──────── Given passage

4 Indian Hermits That Changed The World…

4 Indian Hermits That Changed The World

Hermit Power

More than any other place in the world, it seems, India relies on its sages and hermits to be the messengers of spiritual revelation.

It seems like they’re just waiting for the time to pass by until the next great guru or spiritual warrior comes along and shakes things up.

But the interesting thing is that this list of earth-shakers doesn’t need to be in the spotlight in order to bring about change; most of them lived secluded lives, or gained their wisdom from deep seclusion.

SEE ALSO: Understanding Vedic Astrology



One could say that sage Vyāsa is one of the most important figures in Indian history.

That’s because he authored some of the most important Hindu texts of all time.

Vyāsa restructured the Vedas into 4 parts, making it easier to understand and digest; before that, it was simply one long text.

He’s the author of the Mahabharata, as well as one of the principle characters in it. And he also contributed to the Puranas.

Talk about a resume’! This guy accomplished some serious feats in his life.

These books are still read and studied today, even after 2,500 years since his lifetime.



The life of Buddha almost need not be mentioned to westerners because everyone knows that his contribution was invaluable to the world.

────────────────

Set task 1: Count the lines in the listing that contain the string "photo", treating uppercase and lowercase as different, and give only the number.
The article and the listing come from unrelated sources.

──────── Data provided

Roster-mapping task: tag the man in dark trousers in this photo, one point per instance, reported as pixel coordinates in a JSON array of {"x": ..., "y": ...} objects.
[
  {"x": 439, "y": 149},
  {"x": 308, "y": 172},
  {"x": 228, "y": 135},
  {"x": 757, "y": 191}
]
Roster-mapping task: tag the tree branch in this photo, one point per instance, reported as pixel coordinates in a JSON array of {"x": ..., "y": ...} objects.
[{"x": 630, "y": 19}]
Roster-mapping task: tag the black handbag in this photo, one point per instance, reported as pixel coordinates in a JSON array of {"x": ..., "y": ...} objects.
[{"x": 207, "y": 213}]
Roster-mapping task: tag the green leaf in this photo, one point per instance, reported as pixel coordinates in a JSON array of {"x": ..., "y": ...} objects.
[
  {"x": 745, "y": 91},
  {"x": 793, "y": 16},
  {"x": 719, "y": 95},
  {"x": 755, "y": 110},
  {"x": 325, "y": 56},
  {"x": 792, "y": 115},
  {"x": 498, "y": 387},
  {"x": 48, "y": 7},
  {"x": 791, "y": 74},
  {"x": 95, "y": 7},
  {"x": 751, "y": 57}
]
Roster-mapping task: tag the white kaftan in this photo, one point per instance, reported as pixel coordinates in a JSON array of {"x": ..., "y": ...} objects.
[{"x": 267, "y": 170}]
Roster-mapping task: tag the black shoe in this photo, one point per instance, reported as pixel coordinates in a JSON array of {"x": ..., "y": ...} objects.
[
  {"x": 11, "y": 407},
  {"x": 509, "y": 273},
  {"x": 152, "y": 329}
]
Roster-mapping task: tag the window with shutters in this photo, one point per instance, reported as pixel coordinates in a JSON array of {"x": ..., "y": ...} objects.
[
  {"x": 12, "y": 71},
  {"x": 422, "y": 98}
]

────────────────

Set task 2:
Answer these questions about the article on Indian hermits:
(a) What kind of lives did most of the people on the list live?
(b) Into how many parts did Vyāsa restructure the Vedas?
(c) For how many years after Vyāsa's lifetime have his books been read and studied?

Task answer 1: 7

Task answer 2:
(a) Secluded lives
(b) 4
(c) 2,500 years